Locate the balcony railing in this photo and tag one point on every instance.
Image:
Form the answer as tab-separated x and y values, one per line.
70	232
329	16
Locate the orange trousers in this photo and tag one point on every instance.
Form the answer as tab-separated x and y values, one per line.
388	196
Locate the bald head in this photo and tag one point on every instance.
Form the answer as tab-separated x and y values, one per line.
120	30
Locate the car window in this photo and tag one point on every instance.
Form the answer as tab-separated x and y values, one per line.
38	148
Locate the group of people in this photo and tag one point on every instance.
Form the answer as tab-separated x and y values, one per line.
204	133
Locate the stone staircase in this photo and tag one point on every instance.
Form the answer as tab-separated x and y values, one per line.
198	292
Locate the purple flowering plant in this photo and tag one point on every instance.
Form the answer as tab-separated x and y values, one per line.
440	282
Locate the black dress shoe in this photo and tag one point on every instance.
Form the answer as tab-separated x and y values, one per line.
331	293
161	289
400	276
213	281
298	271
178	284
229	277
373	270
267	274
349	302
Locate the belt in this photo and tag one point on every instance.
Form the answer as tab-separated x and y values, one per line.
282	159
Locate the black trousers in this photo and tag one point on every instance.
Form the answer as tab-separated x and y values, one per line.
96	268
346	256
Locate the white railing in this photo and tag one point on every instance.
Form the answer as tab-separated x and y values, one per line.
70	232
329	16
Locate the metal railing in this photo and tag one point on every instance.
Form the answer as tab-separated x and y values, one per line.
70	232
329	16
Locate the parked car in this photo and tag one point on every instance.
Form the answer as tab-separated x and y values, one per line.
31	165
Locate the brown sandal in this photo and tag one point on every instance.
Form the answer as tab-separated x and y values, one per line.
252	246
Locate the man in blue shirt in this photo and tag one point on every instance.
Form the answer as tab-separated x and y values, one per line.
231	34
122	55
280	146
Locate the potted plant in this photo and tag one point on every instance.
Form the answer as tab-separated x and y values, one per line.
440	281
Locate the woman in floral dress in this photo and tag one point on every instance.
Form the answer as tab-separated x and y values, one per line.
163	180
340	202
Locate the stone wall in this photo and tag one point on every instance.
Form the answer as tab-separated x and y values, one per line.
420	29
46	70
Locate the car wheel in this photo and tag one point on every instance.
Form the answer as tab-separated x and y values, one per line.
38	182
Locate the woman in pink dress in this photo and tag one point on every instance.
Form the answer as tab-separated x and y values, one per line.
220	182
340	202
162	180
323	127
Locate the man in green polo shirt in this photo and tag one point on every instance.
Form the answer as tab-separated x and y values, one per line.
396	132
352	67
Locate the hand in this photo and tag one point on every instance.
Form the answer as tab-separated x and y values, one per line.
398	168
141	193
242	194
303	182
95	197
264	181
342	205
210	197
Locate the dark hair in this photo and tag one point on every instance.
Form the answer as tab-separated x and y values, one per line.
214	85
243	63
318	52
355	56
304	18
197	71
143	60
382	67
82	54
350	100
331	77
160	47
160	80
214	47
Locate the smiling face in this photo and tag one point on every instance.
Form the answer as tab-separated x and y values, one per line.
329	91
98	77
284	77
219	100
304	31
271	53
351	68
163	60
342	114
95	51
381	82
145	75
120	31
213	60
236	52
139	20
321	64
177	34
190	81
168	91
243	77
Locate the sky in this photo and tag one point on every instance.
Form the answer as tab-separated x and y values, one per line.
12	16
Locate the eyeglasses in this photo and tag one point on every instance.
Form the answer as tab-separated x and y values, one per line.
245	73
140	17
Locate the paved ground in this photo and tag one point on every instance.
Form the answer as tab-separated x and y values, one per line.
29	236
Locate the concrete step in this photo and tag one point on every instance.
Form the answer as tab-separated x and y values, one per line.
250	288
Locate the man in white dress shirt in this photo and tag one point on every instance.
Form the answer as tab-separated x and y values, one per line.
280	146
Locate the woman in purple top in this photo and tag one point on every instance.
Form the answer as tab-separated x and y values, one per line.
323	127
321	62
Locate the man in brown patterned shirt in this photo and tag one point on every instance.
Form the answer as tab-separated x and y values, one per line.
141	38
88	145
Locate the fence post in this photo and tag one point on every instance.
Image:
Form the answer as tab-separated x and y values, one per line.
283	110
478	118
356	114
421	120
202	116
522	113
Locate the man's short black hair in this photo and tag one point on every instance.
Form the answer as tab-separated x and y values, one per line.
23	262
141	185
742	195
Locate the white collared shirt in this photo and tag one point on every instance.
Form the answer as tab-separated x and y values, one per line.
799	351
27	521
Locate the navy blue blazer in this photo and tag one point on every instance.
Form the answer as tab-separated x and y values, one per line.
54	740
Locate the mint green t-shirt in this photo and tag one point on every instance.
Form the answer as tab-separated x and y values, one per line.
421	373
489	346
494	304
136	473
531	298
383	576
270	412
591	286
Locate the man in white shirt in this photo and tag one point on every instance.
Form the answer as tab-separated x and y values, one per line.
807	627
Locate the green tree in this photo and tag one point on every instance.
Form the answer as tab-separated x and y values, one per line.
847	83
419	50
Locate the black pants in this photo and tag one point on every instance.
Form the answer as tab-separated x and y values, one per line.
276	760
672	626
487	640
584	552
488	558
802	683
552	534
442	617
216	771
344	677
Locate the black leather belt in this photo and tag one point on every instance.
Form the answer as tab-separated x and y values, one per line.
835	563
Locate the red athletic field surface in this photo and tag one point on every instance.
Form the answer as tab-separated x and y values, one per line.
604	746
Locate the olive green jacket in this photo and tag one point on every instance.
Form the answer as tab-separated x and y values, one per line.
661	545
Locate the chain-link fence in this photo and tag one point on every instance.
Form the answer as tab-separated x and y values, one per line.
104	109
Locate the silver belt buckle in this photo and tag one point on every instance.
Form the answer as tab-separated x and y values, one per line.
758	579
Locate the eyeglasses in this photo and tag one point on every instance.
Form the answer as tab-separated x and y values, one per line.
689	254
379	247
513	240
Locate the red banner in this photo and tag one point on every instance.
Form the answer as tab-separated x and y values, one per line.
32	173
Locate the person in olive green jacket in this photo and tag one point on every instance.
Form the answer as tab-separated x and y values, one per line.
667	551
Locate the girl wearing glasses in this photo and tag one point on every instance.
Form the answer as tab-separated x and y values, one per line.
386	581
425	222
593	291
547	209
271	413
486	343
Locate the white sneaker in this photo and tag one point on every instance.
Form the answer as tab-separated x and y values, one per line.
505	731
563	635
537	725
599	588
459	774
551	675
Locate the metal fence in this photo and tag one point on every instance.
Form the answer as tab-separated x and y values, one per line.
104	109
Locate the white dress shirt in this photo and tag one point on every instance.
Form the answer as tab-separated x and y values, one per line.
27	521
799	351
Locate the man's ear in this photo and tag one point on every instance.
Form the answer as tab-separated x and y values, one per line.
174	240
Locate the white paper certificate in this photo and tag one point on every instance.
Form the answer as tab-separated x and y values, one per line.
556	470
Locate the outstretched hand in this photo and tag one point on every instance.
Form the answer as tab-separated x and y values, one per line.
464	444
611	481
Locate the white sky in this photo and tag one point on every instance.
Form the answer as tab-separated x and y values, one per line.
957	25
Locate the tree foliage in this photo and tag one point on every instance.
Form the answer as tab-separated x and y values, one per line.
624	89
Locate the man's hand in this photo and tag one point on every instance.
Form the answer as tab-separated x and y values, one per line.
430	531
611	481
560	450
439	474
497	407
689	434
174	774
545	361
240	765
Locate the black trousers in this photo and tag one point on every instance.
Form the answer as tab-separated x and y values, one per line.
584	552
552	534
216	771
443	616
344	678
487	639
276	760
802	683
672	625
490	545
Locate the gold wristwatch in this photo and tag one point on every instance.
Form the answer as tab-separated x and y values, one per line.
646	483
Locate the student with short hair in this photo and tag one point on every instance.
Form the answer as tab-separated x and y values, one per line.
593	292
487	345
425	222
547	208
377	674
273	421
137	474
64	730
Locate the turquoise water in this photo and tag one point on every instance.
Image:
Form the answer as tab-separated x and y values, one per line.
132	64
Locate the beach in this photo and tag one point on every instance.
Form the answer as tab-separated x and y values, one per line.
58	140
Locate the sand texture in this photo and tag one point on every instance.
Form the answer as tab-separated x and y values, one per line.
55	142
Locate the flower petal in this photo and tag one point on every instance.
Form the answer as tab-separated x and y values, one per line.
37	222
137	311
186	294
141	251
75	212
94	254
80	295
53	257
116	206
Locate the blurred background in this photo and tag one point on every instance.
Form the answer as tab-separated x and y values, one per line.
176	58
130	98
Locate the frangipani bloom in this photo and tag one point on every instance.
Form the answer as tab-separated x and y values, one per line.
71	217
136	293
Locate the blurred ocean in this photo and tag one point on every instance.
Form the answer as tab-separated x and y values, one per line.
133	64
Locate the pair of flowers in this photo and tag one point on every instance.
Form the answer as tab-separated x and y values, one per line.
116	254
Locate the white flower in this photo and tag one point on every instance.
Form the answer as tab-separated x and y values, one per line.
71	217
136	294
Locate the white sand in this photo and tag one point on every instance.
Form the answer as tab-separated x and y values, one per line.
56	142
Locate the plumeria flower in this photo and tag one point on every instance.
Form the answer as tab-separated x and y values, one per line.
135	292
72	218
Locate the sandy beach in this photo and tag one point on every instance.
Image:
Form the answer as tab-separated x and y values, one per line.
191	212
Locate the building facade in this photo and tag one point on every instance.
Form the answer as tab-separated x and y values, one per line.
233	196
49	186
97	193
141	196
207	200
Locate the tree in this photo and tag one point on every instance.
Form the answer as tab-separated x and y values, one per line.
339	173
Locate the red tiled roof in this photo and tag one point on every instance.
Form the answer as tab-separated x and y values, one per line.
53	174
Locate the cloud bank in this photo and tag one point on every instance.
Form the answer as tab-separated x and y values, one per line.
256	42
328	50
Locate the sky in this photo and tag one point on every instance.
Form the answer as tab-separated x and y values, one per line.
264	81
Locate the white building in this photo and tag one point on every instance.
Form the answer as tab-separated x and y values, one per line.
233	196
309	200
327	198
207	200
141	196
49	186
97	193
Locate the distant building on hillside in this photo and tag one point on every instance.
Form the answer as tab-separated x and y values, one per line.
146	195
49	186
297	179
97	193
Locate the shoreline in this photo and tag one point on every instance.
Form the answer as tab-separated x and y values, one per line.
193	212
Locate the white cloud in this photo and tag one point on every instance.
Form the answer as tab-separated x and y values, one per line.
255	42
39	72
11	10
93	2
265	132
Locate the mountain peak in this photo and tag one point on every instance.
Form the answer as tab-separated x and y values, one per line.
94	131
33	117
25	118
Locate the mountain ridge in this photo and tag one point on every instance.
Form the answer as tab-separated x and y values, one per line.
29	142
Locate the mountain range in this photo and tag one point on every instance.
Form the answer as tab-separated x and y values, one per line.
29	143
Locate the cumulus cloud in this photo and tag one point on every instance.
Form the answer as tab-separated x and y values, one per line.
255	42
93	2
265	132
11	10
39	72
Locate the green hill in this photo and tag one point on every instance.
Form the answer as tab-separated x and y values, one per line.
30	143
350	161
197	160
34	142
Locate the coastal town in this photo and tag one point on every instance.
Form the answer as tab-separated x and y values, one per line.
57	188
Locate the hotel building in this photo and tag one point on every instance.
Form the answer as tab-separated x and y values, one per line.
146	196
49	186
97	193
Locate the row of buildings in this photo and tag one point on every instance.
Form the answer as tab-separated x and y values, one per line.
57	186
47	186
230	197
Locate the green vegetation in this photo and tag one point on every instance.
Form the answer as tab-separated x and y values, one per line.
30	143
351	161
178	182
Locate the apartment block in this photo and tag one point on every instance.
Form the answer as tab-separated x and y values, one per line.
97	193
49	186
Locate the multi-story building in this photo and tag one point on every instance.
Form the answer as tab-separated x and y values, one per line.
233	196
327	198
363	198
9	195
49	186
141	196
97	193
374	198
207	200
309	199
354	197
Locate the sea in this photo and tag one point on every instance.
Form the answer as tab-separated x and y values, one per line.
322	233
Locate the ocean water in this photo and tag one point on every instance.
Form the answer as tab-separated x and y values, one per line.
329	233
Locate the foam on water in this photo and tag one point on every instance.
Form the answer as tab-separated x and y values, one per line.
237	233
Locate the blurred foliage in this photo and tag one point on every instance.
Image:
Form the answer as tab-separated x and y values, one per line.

------------------------------------------------------------

DESCRIPTION OF THE TASK: Starting with the line that contains "Locate the row", print each line through the last one in the listing. Include both end lines and add nothing.

TASK OUTPUT:
Locate the row of buildings in this photo and tag one point on every instance.
Form the answer as tab-separated x and y values, one per line.
57	186
47	186
230	197
Locate the green vegetation in this photo and tag one point on every instance.
Form the answer as tab-separated x and y values, one per line.
30	143
351	161
178	182
Locate the apartment block in this photo and tag one point on every instance.
Form the answer as tab-separated x and y values, one per line.
97	193
49	186
Locate the multi-story building in this photo and tag one point on every instance.
Form the answer as tab-separated x and y values, one per line.
233	196
327	198
363	198
9	195
49	186
141	196
97	193
374	198
207	200
309	199
354	197
Locate the sea in this photo and tag one point on every instance.
Form the answer as tab-separated x and y values, one per line.
322	233
Locate the ocean water in this photo and tag one point on every instance.
Form the answer as tab-separated x and y values, one per line.
329	233
Locate the foam on water in this photo and tag one point on every instance.
Form the answer as tab-separated x and y values, one per line.
237	233
Locate the blurred foliage in this photo and tag one point on every instance.
Image:
Form the answer as tab-separated x and y values, one per line.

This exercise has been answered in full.